--- YOUR TASK ---
Exactly as written, print each record in the listing.

--- RECORDS FOR THE TASK ---
________
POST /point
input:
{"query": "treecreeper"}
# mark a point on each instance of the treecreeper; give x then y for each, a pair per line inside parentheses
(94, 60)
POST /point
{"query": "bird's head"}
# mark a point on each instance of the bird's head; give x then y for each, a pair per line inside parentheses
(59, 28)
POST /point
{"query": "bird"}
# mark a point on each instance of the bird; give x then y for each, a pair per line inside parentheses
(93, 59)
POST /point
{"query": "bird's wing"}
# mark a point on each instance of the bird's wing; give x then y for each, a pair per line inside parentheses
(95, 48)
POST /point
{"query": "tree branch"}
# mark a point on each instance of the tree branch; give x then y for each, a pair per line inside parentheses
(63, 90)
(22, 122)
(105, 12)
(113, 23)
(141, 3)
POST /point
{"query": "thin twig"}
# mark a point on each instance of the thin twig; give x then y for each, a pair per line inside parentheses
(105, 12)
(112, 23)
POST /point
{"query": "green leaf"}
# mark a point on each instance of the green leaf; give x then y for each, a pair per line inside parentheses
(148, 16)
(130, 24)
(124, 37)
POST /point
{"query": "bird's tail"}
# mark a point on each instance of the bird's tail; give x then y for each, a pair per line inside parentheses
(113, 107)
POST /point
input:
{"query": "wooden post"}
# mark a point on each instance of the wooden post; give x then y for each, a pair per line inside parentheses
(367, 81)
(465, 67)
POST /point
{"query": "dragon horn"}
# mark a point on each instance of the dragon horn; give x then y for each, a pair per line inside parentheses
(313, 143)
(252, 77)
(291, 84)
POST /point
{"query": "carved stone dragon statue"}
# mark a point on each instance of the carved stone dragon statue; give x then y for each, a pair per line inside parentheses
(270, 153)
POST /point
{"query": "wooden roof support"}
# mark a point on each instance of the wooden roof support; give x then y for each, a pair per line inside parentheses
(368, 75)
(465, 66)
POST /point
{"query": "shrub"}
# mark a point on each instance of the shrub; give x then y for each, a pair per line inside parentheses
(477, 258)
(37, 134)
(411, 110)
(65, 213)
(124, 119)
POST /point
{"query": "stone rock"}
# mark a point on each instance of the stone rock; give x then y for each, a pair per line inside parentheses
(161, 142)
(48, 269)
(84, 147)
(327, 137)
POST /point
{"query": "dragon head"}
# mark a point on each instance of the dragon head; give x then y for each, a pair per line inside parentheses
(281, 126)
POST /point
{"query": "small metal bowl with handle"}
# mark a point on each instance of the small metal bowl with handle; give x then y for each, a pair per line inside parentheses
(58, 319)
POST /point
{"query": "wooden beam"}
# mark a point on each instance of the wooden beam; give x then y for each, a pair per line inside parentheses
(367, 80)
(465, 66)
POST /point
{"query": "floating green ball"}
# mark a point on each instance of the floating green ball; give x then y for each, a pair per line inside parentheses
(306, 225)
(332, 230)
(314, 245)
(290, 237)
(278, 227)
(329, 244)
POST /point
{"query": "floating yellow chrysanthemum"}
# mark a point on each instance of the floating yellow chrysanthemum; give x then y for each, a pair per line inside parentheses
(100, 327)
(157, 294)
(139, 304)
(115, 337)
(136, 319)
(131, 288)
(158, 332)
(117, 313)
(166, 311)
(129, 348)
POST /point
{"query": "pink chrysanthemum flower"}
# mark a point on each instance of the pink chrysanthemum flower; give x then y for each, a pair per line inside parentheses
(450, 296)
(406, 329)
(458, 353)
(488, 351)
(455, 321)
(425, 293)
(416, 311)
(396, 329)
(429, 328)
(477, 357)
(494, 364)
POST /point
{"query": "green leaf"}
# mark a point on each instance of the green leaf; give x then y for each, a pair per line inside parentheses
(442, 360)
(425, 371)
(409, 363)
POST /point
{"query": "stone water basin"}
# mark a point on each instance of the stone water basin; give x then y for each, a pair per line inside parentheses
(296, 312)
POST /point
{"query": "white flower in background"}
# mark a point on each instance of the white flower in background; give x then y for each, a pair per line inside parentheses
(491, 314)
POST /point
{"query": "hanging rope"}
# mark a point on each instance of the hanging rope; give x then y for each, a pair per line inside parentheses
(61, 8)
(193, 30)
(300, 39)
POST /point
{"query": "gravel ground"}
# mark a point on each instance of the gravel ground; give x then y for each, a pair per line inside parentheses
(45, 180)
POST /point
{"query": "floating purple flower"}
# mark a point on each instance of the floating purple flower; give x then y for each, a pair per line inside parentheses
________
--- SOLUTION TO THE PROBLEM ---
POST /point
input:
{"query": "treecreeper"}
# mark a point on each instance of the treecreeper; give x then y for each, a pair per line inside parentheses
(94, 60)
POST /point
{"query": "bird's head"}
# mark a point on each instance of the bird's head; give x then y for each, a pair per line inside parentheses
(59, 28)
POST /point
{"query": "bird"}
# mark a point on each instance of the bird; give x then y for each, a pair per line inside parentheses
(93, 59)
POST /point
{"query": "bird's wing"}
# mark a point on each instance of the bird's wing; give x then y for each, a pair per line inside parentheses
(95, 48)
POST /point
{"query": "tree branch"}
# mark a point on each instance of the tree branch; give x then y for each, a pair per line inside parentheses
(63, 90)
(22, 122)
(105, 12)
(113, 23)
(141, 3)
POST /point
{"query": "thin twig"}
# mark a point on each instance of the thin twig; give x then y for each, a pair per line inside parentheses
(105, 12)
(112, 23)
POST /point
{"query": "green leaf"}
# mark a point on each instance of the green leaf; give x then y for each, a pair per line inside parentheses
(148, 16)
(130, 24)
(124, 37)
POST /point
{"query": "bird's tail"}
# mark a point on each instance of the bird's tail; give x then y for each, a pair per line inside parentheses
(113, 107)
POST /point
input:
{"query": "wooden post"}
# mark a point on each instance of the wooden post; give x then y for each, a pair per line inside parentheses
(367, 81)
(465, 67)
POST /point
{"query": "dragon horn"}
# mark a point on each instance of the dragon horn; give x then y for each, a pair per line inside parentheses
(313, 143)
(252, 77)
(291, 84)
POST /point
{"query": "carved stone dragon statue"}
# mark a point on each instance of the carved stone dragon statue; give x then y for each, a pair per line inside parentheses
(270, 153)
POST /point
{"query": "wooden roof support"}
# mark a point on each instance of the wooden roof support; give x then y for each, a pair per line inside parentheses
(368, 75)
(465, 66)
POST /point
{"query": "shrub"}
# mark a point on each instance of the shrub; give x then y for each, a pair per line inside parentheses
(477, 258)
(37, 134)
(411, 110)
(65, 213)
(124, 119)
POST /point
{"query": "stone rock"}
# mark a point on each instance of the stone rock; give x then y for each, a pair per line inside parentheses
(161, 142)
(48, 269)
(84, 147)
(327, 137)
POST /point
{"query": "dragon head"}
# mark a point on each instance of the dragon head; give x then y for each, a pair per line inside parentheses
(281, 126)
POST /point
{"query": "small metal bowl with handle"}
# mark a point on each instance of the small metal bowl with handle; give x then y for each, a pair per line inside parentheses
(58, 319)
POST /point
{"query": "wooden beam"}
# mark a point on each instance of the wooden beam; give x then y for each, a pair per line inside parentheses
(367, 80)
(465, 66)
POST /point
{"query": "floating green ball"}
# mark a point on each instance of the floating green ball; give x then y for each, a pair per line inside parentheses
(306, 225)
(332, 230)
(314, 245)
(290, 237)
(278, 227)
(329, 244)
POST /point
{"query": "floating yellow chrysanthemum"}
# mark a point on each instance of the floating yellow chrysanthemum; give x then y for each, a pair per line inside parentheses
(100, 327)
(157, 294)
(139, 304)
(115, 337)
(136, 319)
(131, 288)
(158, 332)
(117, 313)
(166, 311)
(129, 348)
POST /point
{"query": "pink chrysanthemum flower"}
# mark a point on each instance of the pink chrysanthemum flower; give x then y for each, a pair per line inside parentheses
(450, 296)
(406, 329)
(458, 353)
(488, 351)
(455, 321)
(425, 293)
(416, 311)
(396, 329)
(429, 328)
(477, 357)
(494, 364)
POST /point
{"query": "green leaf"}
# mark a point on each instance of the green leaf; give x then y for each, a pair per line inside parentheses
(442, 360)
(425, 371)
(409, 363)
POST /point
{"query": "stone water basin"}
# mark a point on each instance of the stone water basin; give x then y for each, a pair per line inside parentheses
(296, 312)
POST /point
{"query": "white flower in background"}
# mark a point on each instance of the white flower in background; give x then y for each, a pair per line inside parentheses
(491, 314)
POST /point
{"query": "hanging rope"}
# mark a point on each instance of the hanging rope; give x then y for each, a pair per line inside parentheses
(61, 8)
(193, 30)
(300, 39)
POST /point
{"query": "gravel ground"}
# mark a point on each instance of the gravel ground; give x then y for each, a pair per line inside parentheses
(45, 180)
POST /point
{"query": "floating purple flower"}
# mark a point on each instance of the floating purple flower; give x then y for each, a pair per line inside parentheses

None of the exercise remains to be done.